What is needed here is a verbatim copy of the records that follow.

--- Data in this exercise Enclosed Below ---

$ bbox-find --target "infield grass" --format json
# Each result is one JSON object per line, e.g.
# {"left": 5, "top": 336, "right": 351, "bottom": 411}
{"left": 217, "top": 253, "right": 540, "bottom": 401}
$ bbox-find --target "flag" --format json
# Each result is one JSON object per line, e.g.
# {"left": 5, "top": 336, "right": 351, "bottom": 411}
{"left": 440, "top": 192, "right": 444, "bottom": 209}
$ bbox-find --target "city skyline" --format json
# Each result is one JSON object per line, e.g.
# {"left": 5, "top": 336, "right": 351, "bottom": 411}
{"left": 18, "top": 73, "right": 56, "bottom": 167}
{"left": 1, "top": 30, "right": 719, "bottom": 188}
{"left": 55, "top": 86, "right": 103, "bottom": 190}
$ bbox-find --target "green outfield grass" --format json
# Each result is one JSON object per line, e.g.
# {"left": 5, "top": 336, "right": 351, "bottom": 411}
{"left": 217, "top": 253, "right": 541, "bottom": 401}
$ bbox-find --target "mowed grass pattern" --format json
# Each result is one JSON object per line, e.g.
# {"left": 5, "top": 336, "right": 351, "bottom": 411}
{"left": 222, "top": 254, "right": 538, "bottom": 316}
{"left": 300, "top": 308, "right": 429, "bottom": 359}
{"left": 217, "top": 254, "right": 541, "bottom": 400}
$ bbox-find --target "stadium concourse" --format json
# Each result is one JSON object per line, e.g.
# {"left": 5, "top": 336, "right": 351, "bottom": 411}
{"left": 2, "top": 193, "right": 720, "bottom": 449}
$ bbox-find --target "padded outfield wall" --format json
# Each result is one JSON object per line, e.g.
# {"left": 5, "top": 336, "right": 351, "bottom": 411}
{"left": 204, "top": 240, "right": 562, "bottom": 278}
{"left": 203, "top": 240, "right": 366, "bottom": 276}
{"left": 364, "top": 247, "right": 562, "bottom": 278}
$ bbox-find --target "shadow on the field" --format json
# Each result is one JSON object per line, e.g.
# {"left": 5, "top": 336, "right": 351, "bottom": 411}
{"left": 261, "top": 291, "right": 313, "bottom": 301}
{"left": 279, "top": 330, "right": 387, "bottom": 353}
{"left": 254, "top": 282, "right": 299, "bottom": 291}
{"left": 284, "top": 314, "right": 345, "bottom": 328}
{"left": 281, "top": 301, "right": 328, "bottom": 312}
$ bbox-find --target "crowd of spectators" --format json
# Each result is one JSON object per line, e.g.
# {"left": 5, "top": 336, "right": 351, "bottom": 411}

--- End of Enclosed Data in this exercise ---

* Solved problem:
$ bbox-find --target "infield grass" --format json
# Each result is one JSON object per line, e.g.
# {"left": 5, "top": 336, "right": 351, "bottom": 411}
{"left": 217, "top": 253, "right": 540, "bottom": 401}
$ bbox-find --target "flag" --format json
# Each result is one JSON object per line, e.g.
# {"left": 5, "top": 336, "right": 351, "bottom": 411}
{"left": 440, "top": 192, "right": 444, "bottom": 209}
$ bbox-find --target "city skyline" --format json
# Each result is one JSON object per line, e.g.
# {"left": 5, "top": 336, "right": 351, "bottom": 411}
{"left": 18, "top": 73, "right": 56, "bottom": 167}
{"left": 1, "top": 30, "right": 719, "bottom": 188}
{"left": 55, "top": 86, "right": 103, "bottom": 190}
$ bbox-find --target "green outfield grass" --format json
# Each result is one JSON object per line, e.g.
# {"left": 5, "top": 336, "right": 351, "bottom": 411}
{"left": 217, "top": 253, "right": 541, "bottom": 401}
$ bbox-find --target "mowed grass pattern" --format json
# Each result is one JSON object per line, e.g.
# {"left": 5, "top": 336, "right": 351, "bottom": 411}
{"left": 222, "top": 254, "right": 538, "bottom": 316}
{"left": 300, "top": 308, "right": 429, "bottom": 359}
{"left": 217, "top": 254, "right": 541, "bottom": 400}
$ bbox-find --target "stadium concourse" --format json
# Each result is one JSON object per line, e.g.
# {"left": 5, "top": 336, "right": 351, "bottom": 411}
{"left": 2, "top": 193, "right": 720, "bottom": 449}
$ bbox-find --target "padded outfield wall" --format json
# Each result is one JSON object per line, e.g.
# {"left": 5, "top": 336, "right": 351, "bottom": 411}
{"left": 204, "top": 240, "right": 562, "bottom": 278}
{"left": 203, "top": 240, "right": 366, "bottom": 276}
{"left": 364, "top": 247, "right": 562, "bottom": 278}
$ bbox-find --target "shadow on the field" --format json
# Each result is one JSON object per line, e.g.
# {"left": 5, "top": 336, "right": 351, "bottom": 411}
{"left": 261, "top": 291, "right": 313, "bottom": 301}
{"left": 279, "top": 330, "right": 387, "bottom": 353}
{"left": 254, "top": 282, "right": 299, "bottom": 291}
{"left": 284, "top": 314, "right": 345, "bottom": 328}
{"left": 281, "top": 301, "right": 328, "bottom": 312}
$ bbox-find --target "crowd of spectators" --format json
# Each result is one JSON object per line, e.g.
# {"left": 5, "top": 336, "right": 351, "bottom": 411}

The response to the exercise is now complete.